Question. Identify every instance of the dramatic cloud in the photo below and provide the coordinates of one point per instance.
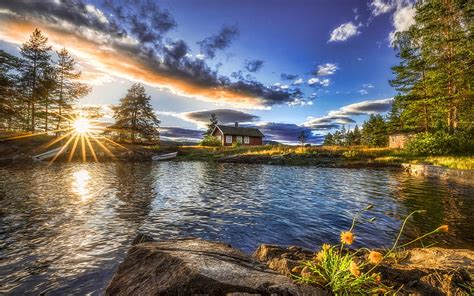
(365, 107)
(128, 42)
(325, 69)
(253, 65)
(220, 41)
(224, 116)
(288, 133)
(317, 82)
(344, 32)
(298, 81)
(339, 117)
(177, 133)
(287, 77)
(379, 7)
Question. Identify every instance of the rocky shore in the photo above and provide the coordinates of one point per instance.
────────────────────────────────────────
• Job
Reproduce the listing above with "dramatic cloud" swapped for "storm cloud" and everything else left unchanged. Omit the pictures.

• Response to the exercise
Question. Identify every instance of the storm cloud in the photo below and provide the coordinates of one point per instance.
(365, 107)
(128, 42)
(325, 69)
(253, 65)
(220, 41)
(224, 116)
(288, 133)
(317, 82)
(344, 32)
(298, 81)
(339, 117)
(177, 133)
(287, 77)
(379, 7)
Question. Identify every instance of the rocky shore in the photo above and provide the coordinates of one point per instance.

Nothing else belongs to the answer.